(Stated task) Show every line below that contains the word "concrete", copying each one in full. Case counts.
# # # #
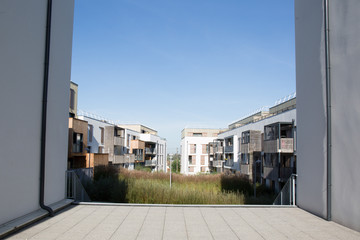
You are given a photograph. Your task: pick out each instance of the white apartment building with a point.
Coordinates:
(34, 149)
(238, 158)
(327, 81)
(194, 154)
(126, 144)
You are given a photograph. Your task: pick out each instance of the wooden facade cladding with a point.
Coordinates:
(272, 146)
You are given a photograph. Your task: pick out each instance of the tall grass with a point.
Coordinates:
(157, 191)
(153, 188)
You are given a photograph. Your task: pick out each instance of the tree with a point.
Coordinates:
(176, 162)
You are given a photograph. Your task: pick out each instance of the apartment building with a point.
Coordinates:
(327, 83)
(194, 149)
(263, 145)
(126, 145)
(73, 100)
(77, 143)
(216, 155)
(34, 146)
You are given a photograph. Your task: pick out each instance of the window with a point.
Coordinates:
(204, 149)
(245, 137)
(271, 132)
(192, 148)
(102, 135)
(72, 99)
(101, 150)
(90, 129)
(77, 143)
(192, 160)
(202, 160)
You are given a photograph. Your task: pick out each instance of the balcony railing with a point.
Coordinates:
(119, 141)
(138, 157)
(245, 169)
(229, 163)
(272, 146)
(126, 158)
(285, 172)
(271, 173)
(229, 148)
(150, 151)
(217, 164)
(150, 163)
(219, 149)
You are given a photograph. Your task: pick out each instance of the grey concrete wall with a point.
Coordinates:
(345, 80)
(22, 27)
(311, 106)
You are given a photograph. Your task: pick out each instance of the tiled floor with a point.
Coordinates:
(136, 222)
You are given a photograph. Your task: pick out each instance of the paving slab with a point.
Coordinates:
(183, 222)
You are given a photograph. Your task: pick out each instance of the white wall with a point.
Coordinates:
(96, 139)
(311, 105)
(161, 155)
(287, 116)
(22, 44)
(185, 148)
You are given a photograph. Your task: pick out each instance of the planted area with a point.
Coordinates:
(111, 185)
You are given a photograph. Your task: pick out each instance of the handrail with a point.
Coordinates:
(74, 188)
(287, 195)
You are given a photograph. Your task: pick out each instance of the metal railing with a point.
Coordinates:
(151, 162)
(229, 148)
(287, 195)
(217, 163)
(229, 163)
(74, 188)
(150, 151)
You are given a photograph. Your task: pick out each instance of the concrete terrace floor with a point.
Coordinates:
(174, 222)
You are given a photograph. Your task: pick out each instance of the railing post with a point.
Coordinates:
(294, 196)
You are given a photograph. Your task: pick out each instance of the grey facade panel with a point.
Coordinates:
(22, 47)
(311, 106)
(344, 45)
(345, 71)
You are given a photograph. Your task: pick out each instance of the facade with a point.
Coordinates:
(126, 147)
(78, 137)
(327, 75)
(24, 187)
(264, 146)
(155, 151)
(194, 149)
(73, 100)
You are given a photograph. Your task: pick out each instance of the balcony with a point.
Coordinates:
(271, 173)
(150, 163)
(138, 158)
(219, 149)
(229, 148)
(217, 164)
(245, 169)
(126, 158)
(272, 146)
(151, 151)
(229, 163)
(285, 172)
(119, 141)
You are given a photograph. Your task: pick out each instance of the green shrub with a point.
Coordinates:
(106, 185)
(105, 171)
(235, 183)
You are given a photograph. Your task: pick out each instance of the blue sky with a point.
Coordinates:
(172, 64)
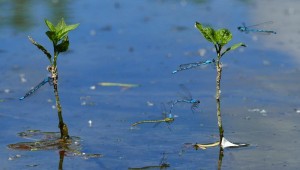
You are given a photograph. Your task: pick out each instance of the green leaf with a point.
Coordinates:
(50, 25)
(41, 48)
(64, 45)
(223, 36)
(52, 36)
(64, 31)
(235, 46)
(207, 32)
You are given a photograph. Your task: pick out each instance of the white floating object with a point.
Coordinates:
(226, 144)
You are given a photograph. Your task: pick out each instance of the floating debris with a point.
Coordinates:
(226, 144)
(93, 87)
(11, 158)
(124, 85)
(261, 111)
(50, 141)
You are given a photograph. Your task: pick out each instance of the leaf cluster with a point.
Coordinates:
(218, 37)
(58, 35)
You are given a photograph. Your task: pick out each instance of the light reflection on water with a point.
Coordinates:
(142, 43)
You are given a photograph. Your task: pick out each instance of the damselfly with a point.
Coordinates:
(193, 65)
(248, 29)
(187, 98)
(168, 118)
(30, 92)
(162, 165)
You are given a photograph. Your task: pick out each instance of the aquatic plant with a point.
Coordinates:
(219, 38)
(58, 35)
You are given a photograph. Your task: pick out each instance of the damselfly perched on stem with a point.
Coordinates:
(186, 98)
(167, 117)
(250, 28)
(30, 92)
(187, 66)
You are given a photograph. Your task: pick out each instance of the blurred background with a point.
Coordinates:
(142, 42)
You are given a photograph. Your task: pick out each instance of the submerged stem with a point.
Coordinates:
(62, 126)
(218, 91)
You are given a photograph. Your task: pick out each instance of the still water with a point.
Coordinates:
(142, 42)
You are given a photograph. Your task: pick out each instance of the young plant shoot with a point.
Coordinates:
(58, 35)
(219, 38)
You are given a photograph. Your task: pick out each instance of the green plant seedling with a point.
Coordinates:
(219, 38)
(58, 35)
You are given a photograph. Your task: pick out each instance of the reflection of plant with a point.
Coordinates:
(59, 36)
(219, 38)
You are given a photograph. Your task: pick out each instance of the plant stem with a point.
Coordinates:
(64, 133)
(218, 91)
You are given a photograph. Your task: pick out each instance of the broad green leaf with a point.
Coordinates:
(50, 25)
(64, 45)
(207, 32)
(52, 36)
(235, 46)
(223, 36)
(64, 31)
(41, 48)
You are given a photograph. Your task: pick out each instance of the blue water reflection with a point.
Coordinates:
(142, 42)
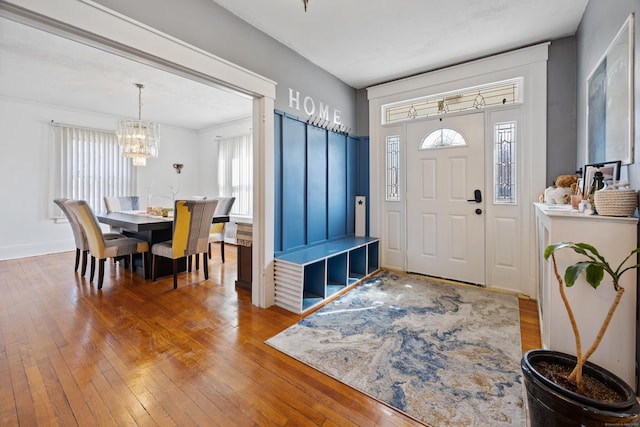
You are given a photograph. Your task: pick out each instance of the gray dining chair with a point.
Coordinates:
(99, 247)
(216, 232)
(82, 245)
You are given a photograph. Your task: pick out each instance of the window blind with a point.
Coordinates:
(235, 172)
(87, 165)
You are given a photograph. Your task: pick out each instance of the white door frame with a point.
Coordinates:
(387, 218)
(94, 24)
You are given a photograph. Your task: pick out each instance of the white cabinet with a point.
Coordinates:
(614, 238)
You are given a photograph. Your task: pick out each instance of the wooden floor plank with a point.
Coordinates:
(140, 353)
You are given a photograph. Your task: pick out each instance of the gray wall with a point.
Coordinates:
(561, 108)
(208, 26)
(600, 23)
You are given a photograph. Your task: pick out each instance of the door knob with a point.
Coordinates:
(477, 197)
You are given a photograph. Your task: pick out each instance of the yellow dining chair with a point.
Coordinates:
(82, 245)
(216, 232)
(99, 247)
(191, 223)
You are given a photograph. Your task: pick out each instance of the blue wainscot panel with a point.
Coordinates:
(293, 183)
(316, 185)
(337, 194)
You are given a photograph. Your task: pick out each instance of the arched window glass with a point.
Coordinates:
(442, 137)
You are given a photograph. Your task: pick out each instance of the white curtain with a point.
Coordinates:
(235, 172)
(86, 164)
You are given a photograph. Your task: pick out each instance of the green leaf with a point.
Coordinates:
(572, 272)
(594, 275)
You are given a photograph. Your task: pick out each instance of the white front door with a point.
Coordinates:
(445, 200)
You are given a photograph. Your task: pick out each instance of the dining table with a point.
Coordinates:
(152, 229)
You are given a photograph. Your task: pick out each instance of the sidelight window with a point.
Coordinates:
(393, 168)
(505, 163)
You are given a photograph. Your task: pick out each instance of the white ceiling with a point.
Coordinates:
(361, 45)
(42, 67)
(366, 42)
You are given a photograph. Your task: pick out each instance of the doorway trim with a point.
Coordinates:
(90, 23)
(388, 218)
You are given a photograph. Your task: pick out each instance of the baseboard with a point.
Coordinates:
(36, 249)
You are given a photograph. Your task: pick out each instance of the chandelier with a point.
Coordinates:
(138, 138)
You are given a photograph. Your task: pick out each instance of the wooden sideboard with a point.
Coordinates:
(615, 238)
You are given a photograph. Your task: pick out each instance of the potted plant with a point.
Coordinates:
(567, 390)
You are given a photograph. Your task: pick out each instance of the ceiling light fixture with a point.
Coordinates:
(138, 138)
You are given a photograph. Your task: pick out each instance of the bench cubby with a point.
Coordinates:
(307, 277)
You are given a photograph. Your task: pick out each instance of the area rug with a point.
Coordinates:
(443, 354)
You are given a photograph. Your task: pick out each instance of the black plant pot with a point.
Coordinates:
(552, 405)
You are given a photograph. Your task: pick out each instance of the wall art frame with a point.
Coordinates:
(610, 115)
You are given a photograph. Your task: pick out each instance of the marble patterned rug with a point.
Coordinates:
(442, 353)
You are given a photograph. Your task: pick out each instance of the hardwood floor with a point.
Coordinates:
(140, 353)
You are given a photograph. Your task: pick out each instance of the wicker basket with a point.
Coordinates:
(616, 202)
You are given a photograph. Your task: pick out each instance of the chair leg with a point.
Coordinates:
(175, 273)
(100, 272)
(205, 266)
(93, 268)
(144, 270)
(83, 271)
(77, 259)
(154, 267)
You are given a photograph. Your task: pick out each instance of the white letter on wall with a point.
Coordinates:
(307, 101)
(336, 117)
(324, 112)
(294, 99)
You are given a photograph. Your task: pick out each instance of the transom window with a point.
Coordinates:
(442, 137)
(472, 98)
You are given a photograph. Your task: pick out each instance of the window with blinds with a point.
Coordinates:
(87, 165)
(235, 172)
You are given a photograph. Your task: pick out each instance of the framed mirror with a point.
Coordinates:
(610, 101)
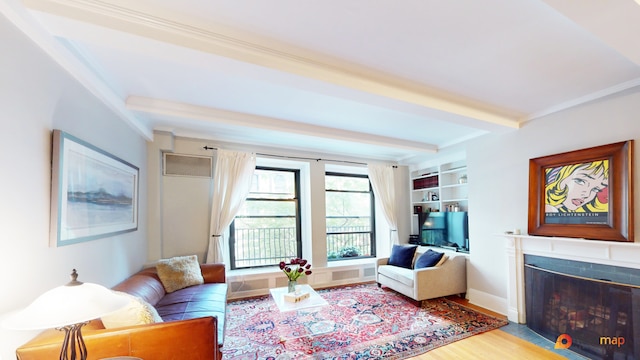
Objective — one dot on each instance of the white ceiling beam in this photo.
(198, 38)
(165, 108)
# # # #
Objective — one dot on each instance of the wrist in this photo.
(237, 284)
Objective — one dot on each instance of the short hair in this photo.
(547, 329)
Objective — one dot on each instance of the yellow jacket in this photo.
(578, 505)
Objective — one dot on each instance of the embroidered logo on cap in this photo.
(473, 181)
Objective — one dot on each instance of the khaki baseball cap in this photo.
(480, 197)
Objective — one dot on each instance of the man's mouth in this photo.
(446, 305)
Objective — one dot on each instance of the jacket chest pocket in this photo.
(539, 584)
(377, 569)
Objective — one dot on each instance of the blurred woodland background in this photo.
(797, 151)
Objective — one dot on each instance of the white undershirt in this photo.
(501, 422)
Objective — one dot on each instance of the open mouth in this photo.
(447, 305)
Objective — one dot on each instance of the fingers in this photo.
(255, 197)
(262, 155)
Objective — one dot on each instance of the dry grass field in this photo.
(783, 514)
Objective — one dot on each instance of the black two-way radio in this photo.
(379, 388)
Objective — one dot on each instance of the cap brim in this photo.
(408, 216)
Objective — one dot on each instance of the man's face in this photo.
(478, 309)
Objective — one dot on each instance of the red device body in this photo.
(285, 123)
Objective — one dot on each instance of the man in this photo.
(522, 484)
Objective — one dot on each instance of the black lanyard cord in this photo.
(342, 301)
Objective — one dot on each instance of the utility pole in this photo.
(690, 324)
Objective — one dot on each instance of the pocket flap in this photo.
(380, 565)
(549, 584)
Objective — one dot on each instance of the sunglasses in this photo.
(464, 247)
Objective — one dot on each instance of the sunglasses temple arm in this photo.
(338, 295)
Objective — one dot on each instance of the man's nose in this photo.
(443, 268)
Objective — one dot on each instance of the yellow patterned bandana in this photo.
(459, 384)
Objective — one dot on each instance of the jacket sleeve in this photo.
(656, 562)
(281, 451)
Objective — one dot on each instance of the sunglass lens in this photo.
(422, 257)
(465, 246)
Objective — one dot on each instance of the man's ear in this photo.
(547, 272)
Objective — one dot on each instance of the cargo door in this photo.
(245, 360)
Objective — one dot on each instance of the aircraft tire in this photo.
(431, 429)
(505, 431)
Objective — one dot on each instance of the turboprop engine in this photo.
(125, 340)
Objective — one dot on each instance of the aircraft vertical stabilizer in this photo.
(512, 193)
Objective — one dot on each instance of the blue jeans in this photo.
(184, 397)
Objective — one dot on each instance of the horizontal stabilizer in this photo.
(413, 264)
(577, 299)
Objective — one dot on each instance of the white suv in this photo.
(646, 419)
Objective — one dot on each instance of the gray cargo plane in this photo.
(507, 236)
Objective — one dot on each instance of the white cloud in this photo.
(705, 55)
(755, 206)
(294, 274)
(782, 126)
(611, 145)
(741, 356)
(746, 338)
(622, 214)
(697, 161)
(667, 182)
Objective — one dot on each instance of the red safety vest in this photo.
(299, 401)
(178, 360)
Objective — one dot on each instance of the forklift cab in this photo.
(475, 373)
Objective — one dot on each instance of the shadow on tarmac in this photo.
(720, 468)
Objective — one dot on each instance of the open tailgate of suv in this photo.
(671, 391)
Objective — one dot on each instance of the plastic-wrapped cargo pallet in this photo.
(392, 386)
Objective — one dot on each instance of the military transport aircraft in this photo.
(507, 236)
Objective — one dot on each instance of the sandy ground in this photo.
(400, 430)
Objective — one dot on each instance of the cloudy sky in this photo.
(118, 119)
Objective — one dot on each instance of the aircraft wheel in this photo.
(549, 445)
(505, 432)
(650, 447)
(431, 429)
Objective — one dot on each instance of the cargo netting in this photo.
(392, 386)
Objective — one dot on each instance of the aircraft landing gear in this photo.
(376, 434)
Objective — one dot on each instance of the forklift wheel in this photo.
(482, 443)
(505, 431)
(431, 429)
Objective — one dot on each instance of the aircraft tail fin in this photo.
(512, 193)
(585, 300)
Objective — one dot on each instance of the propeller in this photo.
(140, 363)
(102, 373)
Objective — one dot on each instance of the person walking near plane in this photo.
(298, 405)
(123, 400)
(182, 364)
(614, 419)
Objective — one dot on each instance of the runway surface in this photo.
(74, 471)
# # # #
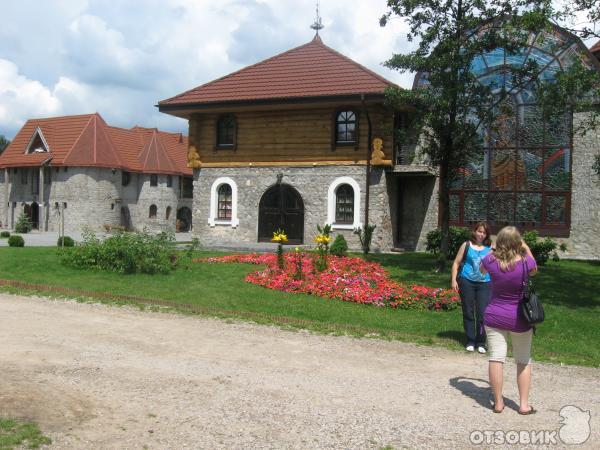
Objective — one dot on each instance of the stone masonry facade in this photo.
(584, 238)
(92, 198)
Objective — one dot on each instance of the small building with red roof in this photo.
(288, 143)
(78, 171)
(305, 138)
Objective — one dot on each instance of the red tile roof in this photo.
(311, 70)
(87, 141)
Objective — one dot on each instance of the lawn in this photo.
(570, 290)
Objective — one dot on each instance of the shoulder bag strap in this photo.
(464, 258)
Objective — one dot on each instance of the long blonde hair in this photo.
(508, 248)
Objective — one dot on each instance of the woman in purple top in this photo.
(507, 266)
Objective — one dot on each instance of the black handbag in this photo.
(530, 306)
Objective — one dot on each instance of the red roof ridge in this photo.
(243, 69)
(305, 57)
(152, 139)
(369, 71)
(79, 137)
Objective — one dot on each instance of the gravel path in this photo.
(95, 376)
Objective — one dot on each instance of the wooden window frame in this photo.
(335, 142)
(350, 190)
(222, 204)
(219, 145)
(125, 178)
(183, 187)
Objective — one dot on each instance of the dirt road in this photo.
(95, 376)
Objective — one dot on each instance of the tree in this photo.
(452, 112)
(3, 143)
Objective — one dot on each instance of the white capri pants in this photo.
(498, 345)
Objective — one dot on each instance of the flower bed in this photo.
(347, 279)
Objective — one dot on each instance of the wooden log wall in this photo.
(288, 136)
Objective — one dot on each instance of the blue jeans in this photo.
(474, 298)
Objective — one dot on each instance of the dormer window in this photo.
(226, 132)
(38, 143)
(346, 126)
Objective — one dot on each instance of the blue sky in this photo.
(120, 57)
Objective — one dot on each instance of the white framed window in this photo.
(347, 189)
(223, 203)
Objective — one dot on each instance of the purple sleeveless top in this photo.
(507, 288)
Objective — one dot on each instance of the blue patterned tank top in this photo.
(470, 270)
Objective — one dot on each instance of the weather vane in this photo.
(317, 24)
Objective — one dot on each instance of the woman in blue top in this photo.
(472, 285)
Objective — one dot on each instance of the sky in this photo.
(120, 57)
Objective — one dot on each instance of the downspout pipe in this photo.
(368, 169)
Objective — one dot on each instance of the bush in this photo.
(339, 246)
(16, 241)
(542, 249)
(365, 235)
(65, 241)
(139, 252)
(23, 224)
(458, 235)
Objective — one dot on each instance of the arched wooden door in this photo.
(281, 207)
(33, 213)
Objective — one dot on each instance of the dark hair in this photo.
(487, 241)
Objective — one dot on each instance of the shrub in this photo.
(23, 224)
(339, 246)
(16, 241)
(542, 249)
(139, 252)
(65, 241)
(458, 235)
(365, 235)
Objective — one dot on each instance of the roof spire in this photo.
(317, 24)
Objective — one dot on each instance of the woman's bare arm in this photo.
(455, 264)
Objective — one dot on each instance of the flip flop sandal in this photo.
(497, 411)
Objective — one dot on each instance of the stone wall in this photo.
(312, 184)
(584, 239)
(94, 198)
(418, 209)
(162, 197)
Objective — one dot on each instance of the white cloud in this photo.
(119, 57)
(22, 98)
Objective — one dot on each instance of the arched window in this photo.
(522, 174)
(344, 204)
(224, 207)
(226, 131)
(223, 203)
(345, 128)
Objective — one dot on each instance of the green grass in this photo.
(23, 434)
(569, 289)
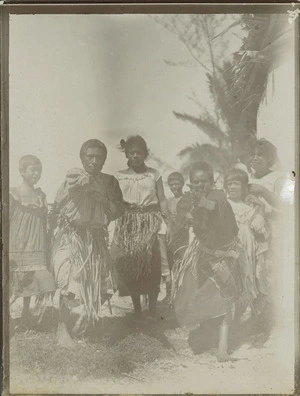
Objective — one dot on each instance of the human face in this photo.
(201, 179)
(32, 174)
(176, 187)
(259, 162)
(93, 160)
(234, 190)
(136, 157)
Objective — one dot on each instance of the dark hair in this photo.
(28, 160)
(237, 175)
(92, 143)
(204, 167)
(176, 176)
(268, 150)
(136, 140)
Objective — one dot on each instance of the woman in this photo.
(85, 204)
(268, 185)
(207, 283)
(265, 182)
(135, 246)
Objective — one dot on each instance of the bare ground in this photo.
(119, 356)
# # # #
(Expected answer)
You are given a photograph. Your task: pick out each instance of the grey concrete wall with a point.
You are given a photograph. Your task: pick out each instance of the concrete terrace floor with a point.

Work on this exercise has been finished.